◆ **GIVEN RECORDS**:
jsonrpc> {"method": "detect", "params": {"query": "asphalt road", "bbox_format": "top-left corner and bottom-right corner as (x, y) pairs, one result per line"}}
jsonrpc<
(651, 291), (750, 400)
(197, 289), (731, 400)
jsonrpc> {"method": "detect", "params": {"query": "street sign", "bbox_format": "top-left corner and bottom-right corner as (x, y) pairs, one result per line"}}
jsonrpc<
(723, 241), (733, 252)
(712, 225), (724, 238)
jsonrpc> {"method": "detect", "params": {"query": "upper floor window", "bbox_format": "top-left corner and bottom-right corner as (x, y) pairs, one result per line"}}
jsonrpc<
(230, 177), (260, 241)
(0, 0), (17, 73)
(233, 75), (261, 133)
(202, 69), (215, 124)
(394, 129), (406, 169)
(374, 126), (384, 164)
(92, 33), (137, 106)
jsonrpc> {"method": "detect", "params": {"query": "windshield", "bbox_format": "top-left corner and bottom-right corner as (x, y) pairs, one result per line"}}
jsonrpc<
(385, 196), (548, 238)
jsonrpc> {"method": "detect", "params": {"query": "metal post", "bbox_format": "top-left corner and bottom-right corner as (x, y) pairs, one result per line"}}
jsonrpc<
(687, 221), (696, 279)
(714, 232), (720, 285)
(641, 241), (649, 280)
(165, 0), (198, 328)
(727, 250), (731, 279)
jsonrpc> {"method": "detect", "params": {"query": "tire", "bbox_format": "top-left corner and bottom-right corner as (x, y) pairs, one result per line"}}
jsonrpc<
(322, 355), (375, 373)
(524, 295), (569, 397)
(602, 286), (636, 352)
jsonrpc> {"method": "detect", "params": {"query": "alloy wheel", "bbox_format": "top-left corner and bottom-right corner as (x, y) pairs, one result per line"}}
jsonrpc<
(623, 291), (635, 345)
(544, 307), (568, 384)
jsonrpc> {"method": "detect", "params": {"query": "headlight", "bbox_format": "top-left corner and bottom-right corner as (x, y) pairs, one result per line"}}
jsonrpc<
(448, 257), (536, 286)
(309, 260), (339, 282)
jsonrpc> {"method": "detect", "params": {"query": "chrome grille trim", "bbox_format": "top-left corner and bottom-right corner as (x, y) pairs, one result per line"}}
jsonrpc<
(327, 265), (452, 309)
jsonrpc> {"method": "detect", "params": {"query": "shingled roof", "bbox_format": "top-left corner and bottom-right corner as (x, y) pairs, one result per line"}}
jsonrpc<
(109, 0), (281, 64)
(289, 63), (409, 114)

◆ **ABOUT THIS TASK**:
Go through the records. Copy each line where "left" appears.

◆ **RESPONSE TO THIS EXERCISE**:
jsonrpc> {"method": "detect", "params": {"query": "asphalt road", "bbox_format": "top-left corner and bottom-right corner as (x, y) pairs, one result per line"}}
jsonrpc> {"method": "detect", "params": {"query": "street sign", "bbox_format": "top-left corner and bottom-right corner as (x, y) pairs, one result per line"}}
jsonrpc> {"method": "detect", "params": {"query": "upper floor window", "bbox_format": "top-left corner and bottom-right corner as (x, y) pairs, one result per line"}}
jsonrpc> {"method": "detect", "params": {"query": "windshield", "bbox_format": "top-left corner and bottom-right corner as (x, y) pairs, one result per line"}}
jsonrpc> {"method": "detect", "params": {"query": "metal post", "bbox_format": "top-left corner and bottom-right corner as (x, y) pairs, one result per line"}}
jsonrpc> {"method": "detect", "params": {"query": "tire", "bbox_format": "top-left corner and bottom-right corner as (x, y) pairs, one result per line"}}
jsonrpc> {"method": "detect", "params": {"query": "alloy wheel", "bbox_format": "top-left corner and bottom-right corner as (x, y) pairs, one result per line"}}
jsonrpc> {"method": "detect", "params": {"query": "headlight", "bbox_format": "top-left corner and bottom-right corner as (x, y) pairs, one result per line"}}
jsonrpc> {"method": "detect", "params": {"query": "chrome grille trim", "bbox_format": "top-left corner and bottom-right corner as (x, y) pairs, one result per line"}}
jsonrpc> {"method": "detect", "params": {"query": "shingled roof", "bbox_format": "top-left corner and bottom-right corner as (x, y) pairs, one result per line"}}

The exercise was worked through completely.